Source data
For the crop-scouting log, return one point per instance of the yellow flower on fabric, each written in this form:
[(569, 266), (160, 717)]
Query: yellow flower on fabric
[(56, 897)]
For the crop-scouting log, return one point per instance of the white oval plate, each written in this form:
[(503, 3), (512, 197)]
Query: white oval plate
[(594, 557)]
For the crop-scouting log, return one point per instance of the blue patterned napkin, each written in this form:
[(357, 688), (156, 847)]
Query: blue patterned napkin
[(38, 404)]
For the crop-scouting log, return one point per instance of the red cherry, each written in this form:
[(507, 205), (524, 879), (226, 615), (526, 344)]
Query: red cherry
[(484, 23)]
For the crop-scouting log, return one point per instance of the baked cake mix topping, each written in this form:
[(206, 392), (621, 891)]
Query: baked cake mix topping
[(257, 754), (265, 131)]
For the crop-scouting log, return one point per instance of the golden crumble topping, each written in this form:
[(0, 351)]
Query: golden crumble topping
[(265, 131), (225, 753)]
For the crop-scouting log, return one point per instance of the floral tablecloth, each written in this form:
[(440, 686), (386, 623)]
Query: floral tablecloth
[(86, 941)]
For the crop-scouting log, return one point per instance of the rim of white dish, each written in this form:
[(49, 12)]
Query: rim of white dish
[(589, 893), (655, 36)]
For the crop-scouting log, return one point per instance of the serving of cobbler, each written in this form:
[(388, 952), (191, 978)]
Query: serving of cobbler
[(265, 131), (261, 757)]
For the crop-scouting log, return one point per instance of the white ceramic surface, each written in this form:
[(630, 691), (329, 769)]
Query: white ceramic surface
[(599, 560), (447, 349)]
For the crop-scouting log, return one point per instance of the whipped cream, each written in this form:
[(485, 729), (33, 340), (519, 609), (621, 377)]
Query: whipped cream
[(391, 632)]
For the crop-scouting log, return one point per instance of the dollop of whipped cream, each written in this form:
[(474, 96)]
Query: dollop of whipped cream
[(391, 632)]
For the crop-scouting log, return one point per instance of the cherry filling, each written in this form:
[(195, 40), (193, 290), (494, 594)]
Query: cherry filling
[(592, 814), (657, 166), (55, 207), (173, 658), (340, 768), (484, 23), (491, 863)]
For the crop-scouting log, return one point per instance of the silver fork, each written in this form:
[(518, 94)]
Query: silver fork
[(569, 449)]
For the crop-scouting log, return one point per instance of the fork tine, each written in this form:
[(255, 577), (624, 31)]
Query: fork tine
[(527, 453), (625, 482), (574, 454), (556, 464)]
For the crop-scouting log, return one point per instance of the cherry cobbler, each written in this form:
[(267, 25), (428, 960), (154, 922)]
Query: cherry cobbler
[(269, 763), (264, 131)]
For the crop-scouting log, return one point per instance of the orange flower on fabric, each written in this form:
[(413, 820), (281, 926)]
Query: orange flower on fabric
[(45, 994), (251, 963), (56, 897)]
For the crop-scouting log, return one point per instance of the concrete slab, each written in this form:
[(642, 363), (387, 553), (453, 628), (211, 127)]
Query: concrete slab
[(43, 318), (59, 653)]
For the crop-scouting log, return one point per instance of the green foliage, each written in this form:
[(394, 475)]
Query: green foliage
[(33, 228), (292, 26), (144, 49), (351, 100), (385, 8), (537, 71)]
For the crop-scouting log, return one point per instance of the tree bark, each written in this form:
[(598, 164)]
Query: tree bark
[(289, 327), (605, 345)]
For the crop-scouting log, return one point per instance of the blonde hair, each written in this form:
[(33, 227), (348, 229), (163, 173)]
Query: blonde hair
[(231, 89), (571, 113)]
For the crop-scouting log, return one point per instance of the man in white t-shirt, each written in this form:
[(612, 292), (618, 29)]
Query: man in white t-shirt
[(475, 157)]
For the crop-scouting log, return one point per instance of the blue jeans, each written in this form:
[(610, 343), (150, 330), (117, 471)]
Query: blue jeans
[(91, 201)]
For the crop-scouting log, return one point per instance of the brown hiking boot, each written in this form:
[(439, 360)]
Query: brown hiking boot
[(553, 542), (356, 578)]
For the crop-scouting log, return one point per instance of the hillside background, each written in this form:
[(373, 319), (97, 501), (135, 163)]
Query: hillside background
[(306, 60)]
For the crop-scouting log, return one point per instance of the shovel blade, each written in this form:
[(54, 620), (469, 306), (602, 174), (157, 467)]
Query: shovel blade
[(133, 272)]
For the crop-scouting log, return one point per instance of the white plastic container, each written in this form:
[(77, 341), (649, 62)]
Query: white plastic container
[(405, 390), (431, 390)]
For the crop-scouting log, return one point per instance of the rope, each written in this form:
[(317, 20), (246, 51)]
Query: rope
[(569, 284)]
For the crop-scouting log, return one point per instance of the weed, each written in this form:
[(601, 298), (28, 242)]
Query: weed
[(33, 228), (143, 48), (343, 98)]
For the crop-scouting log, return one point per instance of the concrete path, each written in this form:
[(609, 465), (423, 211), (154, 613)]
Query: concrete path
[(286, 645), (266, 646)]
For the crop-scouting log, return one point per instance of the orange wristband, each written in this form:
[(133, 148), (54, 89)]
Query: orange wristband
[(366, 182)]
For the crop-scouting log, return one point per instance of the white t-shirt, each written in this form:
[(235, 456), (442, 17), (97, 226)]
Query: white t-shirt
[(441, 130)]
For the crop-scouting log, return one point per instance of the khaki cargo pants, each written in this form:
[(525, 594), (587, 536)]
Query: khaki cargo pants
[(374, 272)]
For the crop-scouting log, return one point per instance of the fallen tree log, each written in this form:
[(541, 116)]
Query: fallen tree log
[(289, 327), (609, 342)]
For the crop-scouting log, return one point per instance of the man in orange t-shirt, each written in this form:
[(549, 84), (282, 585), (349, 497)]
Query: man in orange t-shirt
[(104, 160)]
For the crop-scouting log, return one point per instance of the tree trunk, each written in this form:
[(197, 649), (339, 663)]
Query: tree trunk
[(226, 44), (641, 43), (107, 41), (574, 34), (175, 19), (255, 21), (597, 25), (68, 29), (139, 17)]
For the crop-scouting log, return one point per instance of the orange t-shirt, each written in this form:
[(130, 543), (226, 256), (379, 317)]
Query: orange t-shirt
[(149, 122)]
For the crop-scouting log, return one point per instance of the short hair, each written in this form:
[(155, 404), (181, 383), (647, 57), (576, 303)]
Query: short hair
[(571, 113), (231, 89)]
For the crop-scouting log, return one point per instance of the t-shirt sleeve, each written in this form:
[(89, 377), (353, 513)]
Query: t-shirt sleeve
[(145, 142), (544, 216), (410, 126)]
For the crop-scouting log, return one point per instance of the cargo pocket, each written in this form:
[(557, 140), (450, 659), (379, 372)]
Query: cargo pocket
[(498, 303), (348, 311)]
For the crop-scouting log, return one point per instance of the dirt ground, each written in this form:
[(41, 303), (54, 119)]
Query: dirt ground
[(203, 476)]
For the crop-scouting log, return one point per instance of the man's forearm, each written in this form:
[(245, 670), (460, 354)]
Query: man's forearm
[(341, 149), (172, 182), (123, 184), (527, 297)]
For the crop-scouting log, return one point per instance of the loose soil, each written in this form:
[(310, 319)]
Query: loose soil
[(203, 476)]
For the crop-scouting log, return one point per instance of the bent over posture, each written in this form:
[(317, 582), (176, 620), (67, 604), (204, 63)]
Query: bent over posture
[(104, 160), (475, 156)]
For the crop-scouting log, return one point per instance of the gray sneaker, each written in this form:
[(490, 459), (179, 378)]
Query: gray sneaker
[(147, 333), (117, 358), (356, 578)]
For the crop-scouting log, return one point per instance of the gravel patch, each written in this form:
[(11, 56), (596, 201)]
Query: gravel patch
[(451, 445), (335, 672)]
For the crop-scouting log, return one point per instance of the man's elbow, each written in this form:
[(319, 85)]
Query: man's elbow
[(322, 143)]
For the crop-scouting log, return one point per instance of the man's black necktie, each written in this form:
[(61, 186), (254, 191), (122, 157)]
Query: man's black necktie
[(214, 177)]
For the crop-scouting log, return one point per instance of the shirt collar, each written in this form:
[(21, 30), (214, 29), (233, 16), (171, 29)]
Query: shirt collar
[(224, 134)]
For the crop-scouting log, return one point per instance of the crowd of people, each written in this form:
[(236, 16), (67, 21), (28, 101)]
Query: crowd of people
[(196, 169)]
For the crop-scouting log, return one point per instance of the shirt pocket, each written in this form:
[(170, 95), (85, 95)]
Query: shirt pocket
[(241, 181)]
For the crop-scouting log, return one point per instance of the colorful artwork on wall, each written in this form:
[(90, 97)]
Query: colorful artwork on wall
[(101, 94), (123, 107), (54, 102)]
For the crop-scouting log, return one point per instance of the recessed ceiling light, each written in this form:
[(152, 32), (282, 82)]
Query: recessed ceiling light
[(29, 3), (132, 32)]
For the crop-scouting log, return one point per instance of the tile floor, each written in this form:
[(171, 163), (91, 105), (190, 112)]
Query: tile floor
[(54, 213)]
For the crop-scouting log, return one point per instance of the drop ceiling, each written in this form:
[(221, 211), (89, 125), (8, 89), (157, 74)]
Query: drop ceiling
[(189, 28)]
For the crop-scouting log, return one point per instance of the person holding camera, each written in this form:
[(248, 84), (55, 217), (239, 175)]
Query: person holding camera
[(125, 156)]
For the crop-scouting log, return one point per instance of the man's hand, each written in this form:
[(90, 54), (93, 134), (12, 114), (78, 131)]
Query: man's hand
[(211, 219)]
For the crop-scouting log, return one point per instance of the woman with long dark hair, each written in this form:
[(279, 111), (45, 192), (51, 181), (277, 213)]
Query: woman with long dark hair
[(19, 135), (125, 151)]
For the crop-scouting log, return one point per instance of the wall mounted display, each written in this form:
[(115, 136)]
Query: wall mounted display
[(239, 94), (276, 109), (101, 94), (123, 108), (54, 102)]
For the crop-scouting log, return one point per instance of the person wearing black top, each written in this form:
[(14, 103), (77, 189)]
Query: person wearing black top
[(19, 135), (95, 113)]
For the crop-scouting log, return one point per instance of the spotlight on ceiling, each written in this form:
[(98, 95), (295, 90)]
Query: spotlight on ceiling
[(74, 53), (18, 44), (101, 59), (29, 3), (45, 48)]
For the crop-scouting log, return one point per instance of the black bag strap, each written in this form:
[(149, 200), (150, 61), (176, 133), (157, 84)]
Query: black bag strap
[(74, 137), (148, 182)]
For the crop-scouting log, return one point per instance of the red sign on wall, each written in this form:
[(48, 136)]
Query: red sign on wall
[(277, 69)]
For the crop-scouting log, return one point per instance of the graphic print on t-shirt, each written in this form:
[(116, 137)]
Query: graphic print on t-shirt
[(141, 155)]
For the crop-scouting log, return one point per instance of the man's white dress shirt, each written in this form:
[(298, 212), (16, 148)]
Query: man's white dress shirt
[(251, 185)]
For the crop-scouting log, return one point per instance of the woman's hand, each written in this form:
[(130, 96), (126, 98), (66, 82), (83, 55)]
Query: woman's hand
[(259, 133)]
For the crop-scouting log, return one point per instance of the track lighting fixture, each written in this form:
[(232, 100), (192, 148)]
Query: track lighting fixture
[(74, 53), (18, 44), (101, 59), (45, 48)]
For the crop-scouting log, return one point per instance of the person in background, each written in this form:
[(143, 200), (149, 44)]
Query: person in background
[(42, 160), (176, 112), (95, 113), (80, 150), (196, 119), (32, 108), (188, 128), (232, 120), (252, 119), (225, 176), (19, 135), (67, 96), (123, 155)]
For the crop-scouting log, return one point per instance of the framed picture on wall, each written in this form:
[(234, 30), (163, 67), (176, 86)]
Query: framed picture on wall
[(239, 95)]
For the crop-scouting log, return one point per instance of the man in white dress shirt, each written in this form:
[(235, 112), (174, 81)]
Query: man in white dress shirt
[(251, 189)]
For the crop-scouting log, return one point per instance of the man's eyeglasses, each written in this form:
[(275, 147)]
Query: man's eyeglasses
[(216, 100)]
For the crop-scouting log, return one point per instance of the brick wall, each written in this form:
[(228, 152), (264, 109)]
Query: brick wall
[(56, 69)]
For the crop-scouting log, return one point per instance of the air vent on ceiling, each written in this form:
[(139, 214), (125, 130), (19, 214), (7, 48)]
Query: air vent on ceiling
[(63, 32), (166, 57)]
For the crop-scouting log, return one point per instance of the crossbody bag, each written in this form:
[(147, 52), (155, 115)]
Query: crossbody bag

*Problem requirements*: All lines in the records with the string "crossbody" should be copied out.

*Task answer*:
For the crop-scouting log, return one point per instance of the crossbody bag, each written in this form:
Query: crossbody bag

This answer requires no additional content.